What this task involves ▸
Among the entries below, extract exactly the lines that run from the one with "Query: dry grass" through the one with "Query: low vegetation", both ends included.
*** Opening The data ***
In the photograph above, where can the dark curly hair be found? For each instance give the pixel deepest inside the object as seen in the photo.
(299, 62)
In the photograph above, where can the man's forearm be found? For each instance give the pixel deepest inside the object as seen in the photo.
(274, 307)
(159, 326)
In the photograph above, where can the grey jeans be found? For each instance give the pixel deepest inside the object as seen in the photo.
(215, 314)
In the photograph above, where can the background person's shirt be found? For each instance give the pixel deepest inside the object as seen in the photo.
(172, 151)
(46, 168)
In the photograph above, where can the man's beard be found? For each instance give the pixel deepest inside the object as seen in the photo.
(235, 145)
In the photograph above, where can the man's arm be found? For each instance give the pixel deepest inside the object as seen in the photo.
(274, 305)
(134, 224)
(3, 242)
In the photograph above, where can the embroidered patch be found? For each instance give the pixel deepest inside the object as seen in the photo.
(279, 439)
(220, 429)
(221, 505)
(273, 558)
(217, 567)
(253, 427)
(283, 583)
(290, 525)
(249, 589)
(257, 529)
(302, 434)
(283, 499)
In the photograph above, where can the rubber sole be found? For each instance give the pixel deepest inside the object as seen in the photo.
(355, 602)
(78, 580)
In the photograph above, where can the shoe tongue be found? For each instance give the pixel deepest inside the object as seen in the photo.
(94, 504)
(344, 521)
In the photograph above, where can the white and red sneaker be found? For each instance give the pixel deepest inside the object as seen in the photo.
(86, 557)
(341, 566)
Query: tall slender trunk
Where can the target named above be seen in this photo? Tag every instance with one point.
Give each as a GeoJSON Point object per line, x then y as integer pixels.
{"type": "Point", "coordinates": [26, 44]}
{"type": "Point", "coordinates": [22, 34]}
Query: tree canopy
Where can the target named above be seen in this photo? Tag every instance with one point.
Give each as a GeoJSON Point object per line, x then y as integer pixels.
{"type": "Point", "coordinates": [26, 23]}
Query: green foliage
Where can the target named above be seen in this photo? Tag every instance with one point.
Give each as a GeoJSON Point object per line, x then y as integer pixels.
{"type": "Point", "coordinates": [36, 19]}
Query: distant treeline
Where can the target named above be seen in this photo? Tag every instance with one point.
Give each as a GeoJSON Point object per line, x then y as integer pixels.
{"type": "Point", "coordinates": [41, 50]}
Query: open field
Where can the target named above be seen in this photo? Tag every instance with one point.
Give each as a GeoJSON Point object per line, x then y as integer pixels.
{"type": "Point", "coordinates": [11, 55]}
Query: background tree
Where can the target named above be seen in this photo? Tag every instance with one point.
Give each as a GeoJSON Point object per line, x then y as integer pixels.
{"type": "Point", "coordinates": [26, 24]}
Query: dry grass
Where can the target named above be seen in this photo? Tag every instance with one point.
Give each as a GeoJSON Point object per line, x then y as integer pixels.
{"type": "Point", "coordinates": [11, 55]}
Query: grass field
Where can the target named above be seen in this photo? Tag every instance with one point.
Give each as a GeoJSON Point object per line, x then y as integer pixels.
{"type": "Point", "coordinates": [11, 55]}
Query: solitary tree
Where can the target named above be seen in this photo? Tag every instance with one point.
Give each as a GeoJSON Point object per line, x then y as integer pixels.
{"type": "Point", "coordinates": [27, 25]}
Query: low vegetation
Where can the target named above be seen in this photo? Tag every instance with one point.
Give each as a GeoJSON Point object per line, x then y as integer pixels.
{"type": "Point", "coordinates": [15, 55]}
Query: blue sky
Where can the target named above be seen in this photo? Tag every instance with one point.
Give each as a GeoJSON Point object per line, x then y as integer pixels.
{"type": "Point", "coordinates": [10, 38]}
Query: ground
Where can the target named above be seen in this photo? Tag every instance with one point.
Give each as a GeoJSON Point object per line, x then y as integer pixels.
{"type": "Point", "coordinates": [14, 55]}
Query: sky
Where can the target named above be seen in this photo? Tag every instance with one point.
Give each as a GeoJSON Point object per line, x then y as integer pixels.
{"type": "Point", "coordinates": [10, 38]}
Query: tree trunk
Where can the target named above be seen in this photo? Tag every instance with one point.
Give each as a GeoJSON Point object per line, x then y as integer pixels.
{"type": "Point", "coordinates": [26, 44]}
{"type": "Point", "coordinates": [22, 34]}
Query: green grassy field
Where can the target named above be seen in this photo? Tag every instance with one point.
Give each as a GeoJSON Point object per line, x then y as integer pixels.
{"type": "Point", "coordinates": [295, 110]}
*** Closing The data ***
Reply to the exercise ▸
Query: dry grass
Where can the target named above be seen in this photo? Tag every instance with one point.
Give each as a GeoJSON Point object per line, x then y as integer pixels.
{"type": "Point", "coordinates": [11, 55]}
Query: grass field
Where can the target named above be seen in this photo? Tag every instance with one point.
Give each as a GeoJSON Point object per line, x then y as integer pixels.
{"type": "Point", "coordinates": [11, 55]}
Query: solitary tree
Where can the target named above be seen in this photo? Tag every instance with one point.
Give each as a GeoJSON Point object per line, x then y as integer pixels.
{"type": "Point", "coordinates": [27, 25]}
Query: low vegetation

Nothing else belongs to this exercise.